TEXTO EXTRAÍDO:
┌────────

Esta transición se manifiesta con fuerza en América Latina. El Presidente argentino, Javier Milei, es uno de los pocos líderes extranjeros a los que Trump sonríe. El cambio de ambiente global le favorece enormemente, en buena medida porque él mismo lo inició: hace un año, en Davos, lo trataban como al Sombrerero Loco. Ahora, forma parte de la “Rat Pack” de Palm Beach. Canadá, el vecino más cercano de Estados Unidos, también sintió este cambio de ambiente cuando Trump amenazó con imponer un arancel del 25% a Canadá y México el primer día de su mandato, a menos que se detuviera el cruce de fentanilo e inmigrantes ilegales hacia Estados Unidos desde esos territorios. Cuatro días después de aquel 25 de noviembre, Justin Trudeau estaba en Mar-a-Lago. La Presidenta de México, Claudia Sheinbaum, intentó mantenerse firme advirtiendo que su país “respondería con aranceles si nos imponen aranceles”, según The Economist. Pero, tras su conversación con Trump, adoptó un tono más conciliador y, poco después, el ejército mexicano incautó más de una tonelada de pastillas de fentanilo, el mayor golpe contra los traficantes de opioides en la historia del país.
Esta onda expansiva del cambio de ambiente se dejó sentir en Europa también. A los pocos días de las elecciones en Estados Unidos, la presidenta de la Comisión Europea, Ursula von der Leyen, propuso que Europa comprara más gas natural licuado de Estados Unidos para evitar nuevos aranceles a las exportaciones europeas hacia territorio estadounidense. Es un tanto embarazoso, por decir lo menos, que Europa continúe adquiriendo gas natural ruso -mientras fustiga a Rusia por la invasión de Ucrania- cuando podría sustituirlo por GNL estadounidense, más barato y que abarataría los precios de la energía. Pero resulta muy curioso que nadie lo propusiera antes del 5 de noviembre. Del mismo modo, la antes vacía idea de “autonomía estratégica” europea ahora adopta forma de un fondo de defensa de la UE de 500.000 millones de euros.

└────────

[Registros de anotación espacial]

┌────────

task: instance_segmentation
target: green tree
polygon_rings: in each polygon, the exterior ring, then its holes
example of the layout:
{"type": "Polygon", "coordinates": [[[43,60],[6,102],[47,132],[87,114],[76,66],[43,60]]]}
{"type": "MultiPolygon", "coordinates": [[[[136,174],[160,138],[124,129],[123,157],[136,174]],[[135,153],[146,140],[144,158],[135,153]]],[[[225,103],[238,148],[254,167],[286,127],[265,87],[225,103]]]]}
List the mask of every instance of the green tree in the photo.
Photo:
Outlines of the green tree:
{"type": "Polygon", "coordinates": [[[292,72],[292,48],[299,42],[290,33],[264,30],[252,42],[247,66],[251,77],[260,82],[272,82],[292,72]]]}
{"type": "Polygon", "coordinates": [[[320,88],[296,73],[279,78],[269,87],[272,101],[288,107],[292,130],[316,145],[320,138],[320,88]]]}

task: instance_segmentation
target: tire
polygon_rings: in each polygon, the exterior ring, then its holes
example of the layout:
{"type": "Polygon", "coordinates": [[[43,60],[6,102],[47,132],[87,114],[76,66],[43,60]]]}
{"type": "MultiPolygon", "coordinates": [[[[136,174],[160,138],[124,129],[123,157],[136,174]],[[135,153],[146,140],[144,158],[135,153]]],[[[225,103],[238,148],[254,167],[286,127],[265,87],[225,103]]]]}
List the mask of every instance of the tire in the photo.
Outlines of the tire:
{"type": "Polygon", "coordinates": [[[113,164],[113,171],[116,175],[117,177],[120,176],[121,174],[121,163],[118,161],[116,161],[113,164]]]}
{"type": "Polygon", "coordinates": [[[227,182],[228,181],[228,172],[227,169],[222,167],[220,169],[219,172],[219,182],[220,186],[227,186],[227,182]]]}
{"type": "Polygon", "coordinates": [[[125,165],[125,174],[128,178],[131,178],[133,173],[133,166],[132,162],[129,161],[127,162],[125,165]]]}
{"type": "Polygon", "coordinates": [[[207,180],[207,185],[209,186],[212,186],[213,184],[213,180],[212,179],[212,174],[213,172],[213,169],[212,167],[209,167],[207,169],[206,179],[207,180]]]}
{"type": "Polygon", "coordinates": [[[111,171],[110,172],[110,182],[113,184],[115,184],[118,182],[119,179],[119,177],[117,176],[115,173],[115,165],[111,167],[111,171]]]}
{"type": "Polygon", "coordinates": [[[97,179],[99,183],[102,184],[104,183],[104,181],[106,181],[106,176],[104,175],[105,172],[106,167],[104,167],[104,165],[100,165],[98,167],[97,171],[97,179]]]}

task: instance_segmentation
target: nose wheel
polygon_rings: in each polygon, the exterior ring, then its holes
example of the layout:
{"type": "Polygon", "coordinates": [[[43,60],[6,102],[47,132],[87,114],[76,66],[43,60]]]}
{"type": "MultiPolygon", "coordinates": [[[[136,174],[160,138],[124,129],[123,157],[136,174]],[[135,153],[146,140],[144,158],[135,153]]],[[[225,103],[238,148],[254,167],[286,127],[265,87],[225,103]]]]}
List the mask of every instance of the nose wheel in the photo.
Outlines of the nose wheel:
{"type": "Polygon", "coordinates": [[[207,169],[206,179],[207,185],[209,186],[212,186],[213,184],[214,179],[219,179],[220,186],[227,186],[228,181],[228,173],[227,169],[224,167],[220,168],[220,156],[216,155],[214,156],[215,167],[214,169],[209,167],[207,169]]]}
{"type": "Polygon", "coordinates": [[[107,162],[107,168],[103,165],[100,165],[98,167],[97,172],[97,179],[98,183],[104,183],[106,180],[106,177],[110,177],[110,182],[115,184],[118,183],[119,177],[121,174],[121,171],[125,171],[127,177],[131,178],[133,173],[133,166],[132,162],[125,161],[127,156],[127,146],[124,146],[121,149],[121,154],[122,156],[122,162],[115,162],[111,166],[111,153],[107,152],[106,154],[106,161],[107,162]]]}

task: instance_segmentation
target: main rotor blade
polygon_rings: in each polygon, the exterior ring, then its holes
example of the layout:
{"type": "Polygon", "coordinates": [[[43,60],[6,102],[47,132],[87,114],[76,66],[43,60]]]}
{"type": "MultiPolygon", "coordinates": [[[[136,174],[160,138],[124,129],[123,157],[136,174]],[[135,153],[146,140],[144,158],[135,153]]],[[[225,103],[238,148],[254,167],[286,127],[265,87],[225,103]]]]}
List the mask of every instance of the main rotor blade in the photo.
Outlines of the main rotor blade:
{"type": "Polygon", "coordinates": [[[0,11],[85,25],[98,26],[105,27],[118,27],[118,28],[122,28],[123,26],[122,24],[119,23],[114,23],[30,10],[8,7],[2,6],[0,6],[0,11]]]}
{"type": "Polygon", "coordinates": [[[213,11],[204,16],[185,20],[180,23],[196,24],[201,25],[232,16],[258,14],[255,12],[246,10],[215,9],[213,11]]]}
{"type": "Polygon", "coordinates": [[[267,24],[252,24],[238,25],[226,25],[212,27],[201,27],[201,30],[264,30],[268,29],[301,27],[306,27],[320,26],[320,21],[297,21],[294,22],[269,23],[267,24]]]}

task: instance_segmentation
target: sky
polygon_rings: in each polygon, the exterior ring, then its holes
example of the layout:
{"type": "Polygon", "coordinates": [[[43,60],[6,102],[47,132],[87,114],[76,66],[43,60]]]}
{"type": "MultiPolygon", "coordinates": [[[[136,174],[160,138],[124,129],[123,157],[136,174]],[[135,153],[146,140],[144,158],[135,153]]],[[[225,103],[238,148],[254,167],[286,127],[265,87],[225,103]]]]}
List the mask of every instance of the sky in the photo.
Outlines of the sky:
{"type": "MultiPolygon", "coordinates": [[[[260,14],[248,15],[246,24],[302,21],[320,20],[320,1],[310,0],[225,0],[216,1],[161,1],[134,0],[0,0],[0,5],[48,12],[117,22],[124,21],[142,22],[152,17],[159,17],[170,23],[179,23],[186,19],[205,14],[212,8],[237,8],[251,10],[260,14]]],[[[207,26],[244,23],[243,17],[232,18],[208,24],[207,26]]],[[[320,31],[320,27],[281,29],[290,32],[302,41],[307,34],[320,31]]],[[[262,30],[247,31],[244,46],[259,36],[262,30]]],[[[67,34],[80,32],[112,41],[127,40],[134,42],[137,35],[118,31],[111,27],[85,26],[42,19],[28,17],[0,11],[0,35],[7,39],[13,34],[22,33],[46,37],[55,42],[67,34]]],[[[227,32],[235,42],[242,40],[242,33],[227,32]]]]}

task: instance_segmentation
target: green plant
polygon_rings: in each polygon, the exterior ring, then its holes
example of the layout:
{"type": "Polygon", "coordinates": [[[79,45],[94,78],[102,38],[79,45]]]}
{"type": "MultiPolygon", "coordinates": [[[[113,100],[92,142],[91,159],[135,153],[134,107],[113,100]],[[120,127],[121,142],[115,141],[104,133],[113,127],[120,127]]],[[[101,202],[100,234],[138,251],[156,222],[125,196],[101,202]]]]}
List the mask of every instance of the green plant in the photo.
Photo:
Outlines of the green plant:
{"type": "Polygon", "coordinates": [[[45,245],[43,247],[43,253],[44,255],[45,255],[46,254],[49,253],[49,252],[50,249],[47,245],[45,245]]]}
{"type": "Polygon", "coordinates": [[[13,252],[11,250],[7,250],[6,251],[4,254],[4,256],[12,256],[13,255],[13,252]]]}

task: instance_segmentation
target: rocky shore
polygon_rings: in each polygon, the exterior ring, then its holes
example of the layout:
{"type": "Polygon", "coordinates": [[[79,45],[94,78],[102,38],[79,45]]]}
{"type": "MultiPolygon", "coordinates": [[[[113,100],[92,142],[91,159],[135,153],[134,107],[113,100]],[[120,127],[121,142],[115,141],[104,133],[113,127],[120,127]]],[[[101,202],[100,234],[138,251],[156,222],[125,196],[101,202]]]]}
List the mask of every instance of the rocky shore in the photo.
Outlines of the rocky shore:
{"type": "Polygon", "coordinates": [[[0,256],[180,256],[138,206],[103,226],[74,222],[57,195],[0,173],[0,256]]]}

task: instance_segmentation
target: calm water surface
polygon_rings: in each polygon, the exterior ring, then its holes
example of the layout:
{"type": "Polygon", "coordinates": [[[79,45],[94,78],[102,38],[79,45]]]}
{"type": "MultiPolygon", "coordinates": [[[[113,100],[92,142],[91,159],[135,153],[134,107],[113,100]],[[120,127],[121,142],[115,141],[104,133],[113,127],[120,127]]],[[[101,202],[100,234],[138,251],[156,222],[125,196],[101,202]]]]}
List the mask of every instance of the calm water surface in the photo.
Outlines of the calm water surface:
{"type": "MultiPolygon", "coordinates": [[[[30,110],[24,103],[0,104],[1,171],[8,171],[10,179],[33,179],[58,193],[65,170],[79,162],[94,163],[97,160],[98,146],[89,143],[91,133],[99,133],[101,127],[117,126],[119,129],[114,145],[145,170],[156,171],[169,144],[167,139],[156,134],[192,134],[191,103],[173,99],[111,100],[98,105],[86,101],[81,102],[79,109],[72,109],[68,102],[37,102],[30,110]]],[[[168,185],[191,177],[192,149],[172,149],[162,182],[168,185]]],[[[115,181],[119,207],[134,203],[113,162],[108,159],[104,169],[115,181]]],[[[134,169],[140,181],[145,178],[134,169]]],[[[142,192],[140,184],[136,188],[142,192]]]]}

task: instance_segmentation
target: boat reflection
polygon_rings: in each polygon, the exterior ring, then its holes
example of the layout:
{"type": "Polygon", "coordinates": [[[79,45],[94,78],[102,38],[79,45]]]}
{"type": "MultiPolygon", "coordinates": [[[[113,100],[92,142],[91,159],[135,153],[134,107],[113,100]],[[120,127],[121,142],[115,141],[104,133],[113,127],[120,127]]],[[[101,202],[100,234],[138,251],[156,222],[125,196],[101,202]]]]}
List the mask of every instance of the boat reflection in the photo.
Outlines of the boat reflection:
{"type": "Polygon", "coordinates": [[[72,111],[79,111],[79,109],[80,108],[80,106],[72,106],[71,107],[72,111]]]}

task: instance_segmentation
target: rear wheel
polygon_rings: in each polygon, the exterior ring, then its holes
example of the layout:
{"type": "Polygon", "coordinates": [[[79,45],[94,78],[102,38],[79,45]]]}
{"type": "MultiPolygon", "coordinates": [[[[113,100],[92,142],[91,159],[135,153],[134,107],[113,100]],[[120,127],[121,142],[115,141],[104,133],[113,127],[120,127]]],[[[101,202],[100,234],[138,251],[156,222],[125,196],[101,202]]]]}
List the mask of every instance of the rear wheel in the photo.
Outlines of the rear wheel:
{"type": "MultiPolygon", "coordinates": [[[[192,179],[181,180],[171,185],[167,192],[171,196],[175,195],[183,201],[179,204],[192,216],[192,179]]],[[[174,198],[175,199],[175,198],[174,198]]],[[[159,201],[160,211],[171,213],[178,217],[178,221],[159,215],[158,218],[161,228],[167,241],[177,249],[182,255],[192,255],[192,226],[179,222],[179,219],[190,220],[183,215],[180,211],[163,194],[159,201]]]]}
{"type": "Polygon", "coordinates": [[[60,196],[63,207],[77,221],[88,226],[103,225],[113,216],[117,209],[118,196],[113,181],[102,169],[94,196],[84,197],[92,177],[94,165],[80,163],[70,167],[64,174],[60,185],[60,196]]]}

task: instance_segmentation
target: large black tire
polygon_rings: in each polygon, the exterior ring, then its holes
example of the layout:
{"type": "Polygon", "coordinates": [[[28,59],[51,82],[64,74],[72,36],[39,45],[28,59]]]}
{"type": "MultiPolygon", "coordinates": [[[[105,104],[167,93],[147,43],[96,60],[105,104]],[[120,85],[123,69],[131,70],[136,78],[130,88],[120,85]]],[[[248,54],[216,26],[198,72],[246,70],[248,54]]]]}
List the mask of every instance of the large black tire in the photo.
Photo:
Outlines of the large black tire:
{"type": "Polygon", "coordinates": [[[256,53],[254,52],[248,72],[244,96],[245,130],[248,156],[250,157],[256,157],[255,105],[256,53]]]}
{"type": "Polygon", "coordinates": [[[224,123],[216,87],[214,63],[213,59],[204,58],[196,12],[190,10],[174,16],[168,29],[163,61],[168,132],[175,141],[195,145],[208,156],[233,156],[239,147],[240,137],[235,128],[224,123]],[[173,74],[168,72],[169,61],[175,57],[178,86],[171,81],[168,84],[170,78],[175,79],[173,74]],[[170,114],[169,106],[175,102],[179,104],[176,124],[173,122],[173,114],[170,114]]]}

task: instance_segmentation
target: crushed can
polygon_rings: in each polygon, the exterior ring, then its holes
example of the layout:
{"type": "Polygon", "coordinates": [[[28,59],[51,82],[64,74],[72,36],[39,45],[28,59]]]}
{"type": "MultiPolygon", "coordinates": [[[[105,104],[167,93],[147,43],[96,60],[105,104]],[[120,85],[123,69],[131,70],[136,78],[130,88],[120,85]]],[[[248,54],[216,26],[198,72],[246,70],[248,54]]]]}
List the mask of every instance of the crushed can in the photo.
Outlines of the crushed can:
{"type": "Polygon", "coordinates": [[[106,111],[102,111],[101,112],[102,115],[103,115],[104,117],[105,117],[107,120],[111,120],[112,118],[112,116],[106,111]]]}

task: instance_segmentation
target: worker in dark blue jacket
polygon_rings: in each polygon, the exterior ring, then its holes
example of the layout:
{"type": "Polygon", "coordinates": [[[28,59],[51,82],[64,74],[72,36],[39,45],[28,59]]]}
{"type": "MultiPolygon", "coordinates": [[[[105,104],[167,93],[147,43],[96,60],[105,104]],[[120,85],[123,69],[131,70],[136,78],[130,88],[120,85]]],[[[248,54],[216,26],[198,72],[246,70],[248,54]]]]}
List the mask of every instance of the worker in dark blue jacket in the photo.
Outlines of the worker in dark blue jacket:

└────────

CONSIGNA 1:
En el texto sobre el cambio de ambiente político tras las elecciones en Estados Unidos, ¿qué incautó el ejército mexicano poco después de la conversación entre Sheinbaum y Trump?
CONSIGNA 2:
Prosigue el texto sobre el cambio de ambiente político tras las elecciones en Estados Unidos desde el punto en que se detiene.

RESPUESTA 1:
Más de una tonelada de pastillas de fentanilo.

RESPUESTA 2:
Quizá no sea mera coincidencia. Cuatro años atrás, los liberales podían creer que la presidencia de Trump había sido una aberración populista de un solo mandato y que los “adultos” regresaban para enmendarlo todo, restaurando buena parte de la política exterior de Barack Obama. Pero este nuevo ambiente arrolla a quienes confiaban en volver a la vieja normalidad. La primera semana de diciembre, en Francia, una alianza de la extrema derecha y la izquierda en la Asamblea Nacional derribó al gobierno del Primer Ministro Michel Barnier -designado por Emmanuel Macron tras unas desastrosas elecciones legislativas el verano anterior-; mientras tanto, en Berlín, la coalición del “semáforo” de Olaf Scholz (socialdemócratas rojos, demócratas libres amarillos y verdes ecologistas) cayó la misma semana en que Trump ganó. Friedrich Merz, por años la alternativa realmente conservadora dentro de la Unión Demócrata Cristiana frente a la centrista Angela Merkel, parece que será el próximo canciller. De hecho, el cambio de ambiente ha convertido a Merkel, hasta ahora “la europea indispensable”, en prácticamente una ignota. The Economist la denominó así en 2015; el 24 de octubre pasado tituló “¿Angela quién?”.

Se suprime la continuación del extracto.